> _What is being asked_:
Reproduce word for word the part of the listing below that begins with the line containing "Isolate yellow foliage in the image above." and ends with the line containing "[283,98,563,480]", including both of those lines.

> _Stored data_:

--------------------------------------------------

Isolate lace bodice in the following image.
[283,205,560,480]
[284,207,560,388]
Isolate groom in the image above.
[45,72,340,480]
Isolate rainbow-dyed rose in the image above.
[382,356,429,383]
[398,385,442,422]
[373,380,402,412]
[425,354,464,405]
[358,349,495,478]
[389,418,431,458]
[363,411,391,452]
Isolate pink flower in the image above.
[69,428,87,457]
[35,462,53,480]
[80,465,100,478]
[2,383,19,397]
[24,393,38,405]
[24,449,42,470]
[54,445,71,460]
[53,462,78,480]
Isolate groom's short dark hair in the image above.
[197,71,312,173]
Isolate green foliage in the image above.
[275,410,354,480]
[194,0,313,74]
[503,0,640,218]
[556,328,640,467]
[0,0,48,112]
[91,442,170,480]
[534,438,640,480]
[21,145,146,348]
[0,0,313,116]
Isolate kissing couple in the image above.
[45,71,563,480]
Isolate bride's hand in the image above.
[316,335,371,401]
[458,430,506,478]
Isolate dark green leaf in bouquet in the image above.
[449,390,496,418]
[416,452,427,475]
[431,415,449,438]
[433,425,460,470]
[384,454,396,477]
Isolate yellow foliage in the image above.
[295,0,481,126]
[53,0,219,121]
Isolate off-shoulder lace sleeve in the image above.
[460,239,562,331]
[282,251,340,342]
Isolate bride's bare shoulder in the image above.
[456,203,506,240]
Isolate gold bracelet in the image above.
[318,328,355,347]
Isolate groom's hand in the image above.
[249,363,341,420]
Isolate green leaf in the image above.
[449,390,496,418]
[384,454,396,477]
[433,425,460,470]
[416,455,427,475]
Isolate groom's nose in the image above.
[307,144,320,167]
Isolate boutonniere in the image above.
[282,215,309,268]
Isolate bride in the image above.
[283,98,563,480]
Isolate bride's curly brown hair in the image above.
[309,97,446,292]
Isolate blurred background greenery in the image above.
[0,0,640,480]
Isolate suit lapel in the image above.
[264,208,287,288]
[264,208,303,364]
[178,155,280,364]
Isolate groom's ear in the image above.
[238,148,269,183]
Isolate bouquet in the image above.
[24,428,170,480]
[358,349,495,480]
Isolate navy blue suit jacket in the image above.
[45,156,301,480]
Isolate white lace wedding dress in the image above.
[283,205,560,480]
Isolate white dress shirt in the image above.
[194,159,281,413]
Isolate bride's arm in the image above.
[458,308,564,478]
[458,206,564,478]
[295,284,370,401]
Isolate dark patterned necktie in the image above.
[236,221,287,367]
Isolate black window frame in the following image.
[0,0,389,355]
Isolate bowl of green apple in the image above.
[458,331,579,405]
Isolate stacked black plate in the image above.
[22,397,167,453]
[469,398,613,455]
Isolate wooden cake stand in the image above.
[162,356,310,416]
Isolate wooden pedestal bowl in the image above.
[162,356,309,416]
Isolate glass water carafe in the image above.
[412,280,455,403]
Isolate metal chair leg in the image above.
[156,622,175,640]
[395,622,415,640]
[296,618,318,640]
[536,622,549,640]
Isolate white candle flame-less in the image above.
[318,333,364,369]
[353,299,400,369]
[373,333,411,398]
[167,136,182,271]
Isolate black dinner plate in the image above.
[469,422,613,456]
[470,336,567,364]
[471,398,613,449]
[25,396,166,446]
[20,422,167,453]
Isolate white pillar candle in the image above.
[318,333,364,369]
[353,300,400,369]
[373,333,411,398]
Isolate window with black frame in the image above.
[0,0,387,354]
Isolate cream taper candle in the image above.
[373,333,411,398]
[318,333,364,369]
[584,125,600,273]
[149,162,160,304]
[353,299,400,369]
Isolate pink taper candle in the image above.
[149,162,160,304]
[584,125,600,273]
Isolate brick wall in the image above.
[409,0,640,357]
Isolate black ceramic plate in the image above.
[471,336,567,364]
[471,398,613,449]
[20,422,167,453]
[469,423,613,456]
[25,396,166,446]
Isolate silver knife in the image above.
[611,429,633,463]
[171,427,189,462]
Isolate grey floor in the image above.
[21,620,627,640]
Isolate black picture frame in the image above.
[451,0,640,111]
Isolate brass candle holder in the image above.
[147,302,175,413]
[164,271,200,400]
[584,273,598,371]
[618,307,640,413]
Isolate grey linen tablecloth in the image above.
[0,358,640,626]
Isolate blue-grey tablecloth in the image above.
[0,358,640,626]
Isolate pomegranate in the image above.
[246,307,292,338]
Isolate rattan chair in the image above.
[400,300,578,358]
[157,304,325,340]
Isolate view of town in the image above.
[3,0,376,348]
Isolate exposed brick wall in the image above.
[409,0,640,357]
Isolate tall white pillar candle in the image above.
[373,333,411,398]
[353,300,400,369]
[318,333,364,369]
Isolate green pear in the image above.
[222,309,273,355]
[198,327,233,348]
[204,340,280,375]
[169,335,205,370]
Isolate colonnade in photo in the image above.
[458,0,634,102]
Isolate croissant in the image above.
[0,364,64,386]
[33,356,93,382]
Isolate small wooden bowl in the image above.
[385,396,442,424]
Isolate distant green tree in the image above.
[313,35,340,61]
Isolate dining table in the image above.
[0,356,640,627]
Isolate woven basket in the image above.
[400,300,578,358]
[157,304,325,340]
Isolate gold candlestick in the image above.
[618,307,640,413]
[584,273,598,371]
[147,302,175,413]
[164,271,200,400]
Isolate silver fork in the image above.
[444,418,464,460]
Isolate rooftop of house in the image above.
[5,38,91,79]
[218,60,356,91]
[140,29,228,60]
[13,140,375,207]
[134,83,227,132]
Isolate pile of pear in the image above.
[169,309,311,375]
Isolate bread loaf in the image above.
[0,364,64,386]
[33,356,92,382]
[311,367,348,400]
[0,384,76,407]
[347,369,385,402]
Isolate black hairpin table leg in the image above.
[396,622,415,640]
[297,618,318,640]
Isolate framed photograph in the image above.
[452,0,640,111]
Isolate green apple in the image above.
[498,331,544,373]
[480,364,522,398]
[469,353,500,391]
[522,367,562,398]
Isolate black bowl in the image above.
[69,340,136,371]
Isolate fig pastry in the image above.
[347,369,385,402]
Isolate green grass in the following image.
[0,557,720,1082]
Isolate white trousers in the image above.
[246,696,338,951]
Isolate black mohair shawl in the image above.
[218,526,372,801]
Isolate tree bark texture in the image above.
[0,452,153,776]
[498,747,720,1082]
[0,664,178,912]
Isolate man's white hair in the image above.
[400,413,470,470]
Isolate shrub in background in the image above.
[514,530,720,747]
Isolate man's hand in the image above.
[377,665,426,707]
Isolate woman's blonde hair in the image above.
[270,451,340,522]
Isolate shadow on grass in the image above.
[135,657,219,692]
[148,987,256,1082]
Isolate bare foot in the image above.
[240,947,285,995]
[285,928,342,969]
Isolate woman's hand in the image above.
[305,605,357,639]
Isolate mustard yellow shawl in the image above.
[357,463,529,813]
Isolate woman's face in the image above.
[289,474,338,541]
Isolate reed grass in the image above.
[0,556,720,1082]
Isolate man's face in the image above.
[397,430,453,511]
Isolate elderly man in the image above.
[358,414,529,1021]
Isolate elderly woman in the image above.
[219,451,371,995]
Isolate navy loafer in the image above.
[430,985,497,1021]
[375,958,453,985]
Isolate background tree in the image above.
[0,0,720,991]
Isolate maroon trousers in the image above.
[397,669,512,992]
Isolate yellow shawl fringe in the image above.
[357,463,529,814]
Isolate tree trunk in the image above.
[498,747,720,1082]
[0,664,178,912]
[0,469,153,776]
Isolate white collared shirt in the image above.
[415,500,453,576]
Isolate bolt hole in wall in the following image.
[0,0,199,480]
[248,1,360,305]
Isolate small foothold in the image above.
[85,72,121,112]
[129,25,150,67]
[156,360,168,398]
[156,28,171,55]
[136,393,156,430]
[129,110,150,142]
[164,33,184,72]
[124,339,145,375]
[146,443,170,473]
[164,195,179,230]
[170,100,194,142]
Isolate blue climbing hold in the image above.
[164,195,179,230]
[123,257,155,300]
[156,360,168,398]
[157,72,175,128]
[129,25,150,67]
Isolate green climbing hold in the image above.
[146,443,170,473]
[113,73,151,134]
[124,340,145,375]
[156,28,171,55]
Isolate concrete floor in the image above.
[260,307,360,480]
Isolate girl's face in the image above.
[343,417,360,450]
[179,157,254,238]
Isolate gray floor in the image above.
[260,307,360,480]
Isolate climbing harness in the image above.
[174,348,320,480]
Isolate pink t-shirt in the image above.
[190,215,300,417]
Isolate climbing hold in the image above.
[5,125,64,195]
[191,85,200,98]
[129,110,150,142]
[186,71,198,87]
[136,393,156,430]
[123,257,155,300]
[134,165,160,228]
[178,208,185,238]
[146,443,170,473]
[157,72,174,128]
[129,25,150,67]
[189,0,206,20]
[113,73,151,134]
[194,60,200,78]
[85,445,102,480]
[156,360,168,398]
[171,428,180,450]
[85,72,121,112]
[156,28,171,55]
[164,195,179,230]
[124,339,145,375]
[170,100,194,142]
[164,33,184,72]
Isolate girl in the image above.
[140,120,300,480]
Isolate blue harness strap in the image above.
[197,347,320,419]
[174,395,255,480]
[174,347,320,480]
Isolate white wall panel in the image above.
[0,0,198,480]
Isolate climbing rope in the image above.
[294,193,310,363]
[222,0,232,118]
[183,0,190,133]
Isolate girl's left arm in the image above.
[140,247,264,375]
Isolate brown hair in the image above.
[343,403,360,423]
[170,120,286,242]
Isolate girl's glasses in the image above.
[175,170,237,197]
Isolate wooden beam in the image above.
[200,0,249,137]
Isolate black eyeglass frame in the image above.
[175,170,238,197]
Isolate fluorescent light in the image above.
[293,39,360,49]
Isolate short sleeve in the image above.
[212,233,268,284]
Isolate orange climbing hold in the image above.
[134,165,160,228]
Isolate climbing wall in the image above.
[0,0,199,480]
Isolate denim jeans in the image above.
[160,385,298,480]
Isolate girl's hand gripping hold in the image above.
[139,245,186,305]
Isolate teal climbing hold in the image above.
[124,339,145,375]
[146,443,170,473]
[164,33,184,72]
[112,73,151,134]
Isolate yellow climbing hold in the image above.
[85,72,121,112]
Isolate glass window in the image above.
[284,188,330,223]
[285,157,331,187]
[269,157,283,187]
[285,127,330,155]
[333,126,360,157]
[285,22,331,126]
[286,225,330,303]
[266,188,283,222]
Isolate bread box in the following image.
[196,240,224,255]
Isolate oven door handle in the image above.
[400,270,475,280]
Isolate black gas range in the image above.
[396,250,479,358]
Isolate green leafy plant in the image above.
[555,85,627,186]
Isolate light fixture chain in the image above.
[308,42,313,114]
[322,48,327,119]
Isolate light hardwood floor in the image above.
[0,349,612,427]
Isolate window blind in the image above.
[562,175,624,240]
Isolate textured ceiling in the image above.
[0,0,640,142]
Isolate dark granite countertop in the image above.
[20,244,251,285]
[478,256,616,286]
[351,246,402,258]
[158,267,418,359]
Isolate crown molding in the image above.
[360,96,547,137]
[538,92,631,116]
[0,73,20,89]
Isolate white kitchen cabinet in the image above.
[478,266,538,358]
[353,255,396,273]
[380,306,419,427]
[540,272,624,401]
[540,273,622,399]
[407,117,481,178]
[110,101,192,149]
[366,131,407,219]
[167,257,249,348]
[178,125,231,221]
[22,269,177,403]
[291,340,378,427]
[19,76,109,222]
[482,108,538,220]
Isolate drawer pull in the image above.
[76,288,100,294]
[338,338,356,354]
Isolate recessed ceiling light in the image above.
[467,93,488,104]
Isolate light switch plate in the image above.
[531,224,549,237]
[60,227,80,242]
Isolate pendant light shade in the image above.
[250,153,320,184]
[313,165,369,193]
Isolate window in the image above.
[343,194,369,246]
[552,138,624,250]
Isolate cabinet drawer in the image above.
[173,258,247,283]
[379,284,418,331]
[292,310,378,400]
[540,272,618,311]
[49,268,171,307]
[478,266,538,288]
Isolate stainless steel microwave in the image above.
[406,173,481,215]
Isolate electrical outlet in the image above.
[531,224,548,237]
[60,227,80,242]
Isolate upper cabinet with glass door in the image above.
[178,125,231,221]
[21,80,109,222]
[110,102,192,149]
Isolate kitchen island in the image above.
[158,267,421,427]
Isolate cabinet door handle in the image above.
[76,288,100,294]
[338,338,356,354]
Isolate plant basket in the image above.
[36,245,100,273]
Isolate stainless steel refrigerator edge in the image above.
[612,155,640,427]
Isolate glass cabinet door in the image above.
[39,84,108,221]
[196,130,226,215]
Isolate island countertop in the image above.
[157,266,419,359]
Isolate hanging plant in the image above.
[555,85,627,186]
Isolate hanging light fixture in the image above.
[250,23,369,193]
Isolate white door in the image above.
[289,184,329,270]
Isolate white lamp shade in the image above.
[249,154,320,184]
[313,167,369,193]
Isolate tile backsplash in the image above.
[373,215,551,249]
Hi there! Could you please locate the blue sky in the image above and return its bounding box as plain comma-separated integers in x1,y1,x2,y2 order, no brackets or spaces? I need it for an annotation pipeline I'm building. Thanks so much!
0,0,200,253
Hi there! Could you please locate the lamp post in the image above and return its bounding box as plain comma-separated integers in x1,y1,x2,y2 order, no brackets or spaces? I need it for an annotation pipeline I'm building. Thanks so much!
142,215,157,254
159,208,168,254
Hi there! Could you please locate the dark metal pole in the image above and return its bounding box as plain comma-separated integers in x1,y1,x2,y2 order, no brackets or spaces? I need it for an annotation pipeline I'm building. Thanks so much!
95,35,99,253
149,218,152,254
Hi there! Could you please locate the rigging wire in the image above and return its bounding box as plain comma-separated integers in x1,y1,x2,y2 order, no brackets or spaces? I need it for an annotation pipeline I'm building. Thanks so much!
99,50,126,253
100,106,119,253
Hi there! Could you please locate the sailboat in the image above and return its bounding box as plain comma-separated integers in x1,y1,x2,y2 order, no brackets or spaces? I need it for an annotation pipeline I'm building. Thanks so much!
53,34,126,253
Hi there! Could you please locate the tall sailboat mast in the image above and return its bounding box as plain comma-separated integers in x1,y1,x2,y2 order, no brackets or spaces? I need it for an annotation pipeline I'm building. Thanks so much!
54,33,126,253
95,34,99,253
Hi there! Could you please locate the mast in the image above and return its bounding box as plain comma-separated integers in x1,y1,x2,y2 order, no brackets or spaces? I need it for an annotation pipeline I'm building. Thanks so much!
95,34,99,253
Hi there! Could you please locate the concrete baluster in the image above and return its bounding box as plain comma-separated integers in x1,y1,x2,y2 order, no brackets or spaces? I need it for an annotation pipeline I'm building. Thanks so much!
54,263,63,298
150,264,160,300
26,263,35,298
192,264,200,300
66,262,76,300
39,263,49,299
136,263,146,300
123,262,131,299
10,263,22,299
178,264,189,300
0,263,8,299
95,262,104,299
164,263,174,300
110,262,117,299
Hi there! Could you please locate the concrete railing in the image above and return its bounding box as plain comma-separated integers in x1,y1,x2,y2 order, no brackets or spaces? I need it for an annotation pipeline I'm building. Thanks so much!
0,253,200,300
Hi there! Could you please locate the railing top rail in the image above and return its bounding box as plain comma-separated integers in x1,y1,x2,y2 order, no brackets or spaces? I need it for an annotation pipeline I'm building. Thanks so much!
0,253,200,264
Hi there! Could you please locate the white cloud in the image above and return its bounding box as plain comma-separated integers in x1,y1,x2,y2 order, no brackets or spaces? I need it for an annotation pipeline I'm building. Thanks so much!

--------------------------------------------------

> _Written answer_:
Isolate yellow foliage in the image above.
[295,0,481,126]
[53,0,219,121]
Isolate off-shoulder lace sleeve in the image above.
[460,239,562,331]
[282,251,340,342]
Isolate bride's bare shoulder in the image above.
[456,203,506,240]
Isolate gold bracelet in the image above.
[318,328,355,347]
Isolate groom's hand in the image above.
[249,363,341,420]
Isolate green leaf in the image above.
[449,390,496,418]
[384,454,396,477]
[433,425,460,470]
[416,455,427,475]
Isolate groom's nose in the image above.
[307,144,320,167]
Isolate boutonniere in the image above.
[282,215,309,268]
Isolate bride in the image above.
[283,98,563,480]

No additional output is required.